## Dataset items:
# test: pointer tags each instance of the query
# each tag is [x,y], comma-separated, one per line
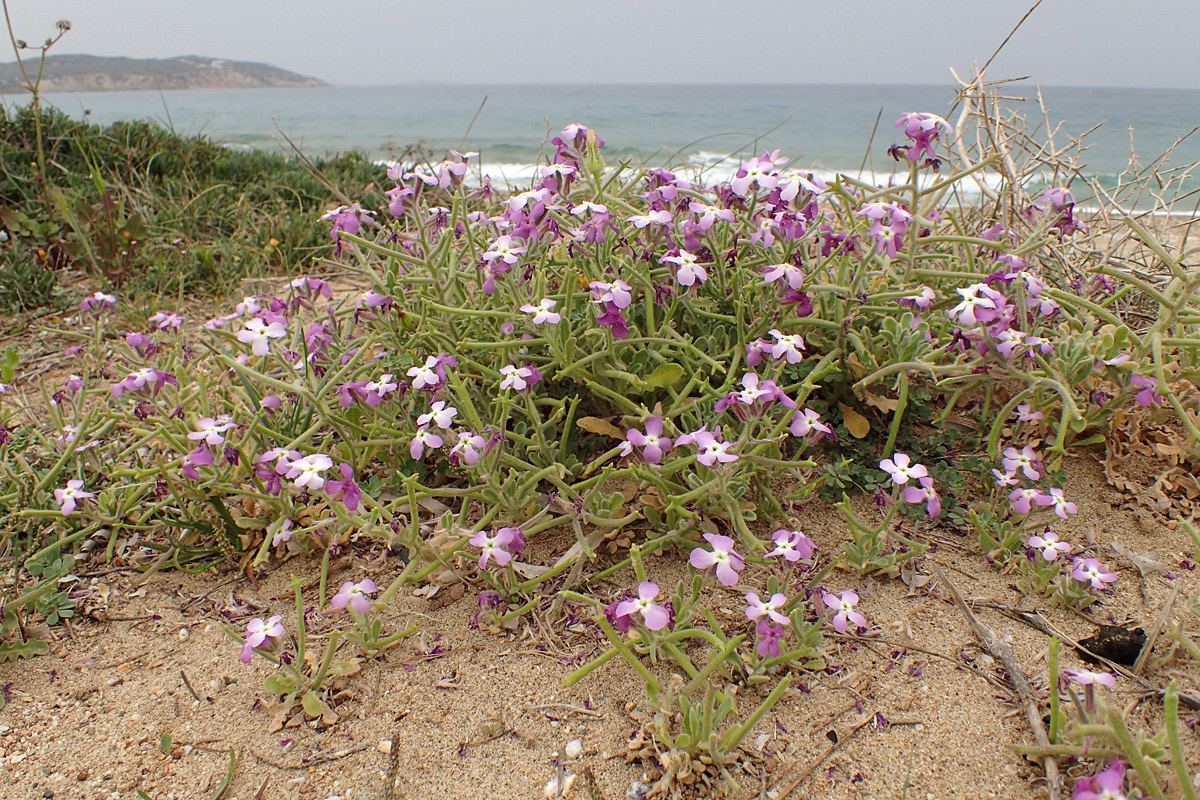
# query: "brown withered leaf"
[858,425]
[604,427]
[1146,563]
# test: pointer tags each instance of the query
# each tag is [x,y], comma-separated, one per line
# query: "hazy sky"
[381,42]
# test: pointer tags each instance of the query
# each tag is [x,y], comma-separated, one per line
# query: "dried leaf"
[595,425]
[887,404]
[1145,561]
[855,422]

## EXERCISE DESCRIPTION:
Reproduce the records in full and leave the images behind.

## ANSWER SECTION:
# test: pointer tags each instance of the query
# each tag is [x,y], comma-separated, one per line
# query: "brown withered leaf"
[858,425]
[604,427]
[1146,563]
# test: pointer tags each instance of the query
# each tag is [x,y], comma-separated, one per line
# query: "hazy sky"
[381,42]
# test: pointer tags each instance of the query
# each tag is [x,y], comma-separated, one per line
# query: "dried leaf"
[595,425]
[887,404]
[1145,561]
[855,422]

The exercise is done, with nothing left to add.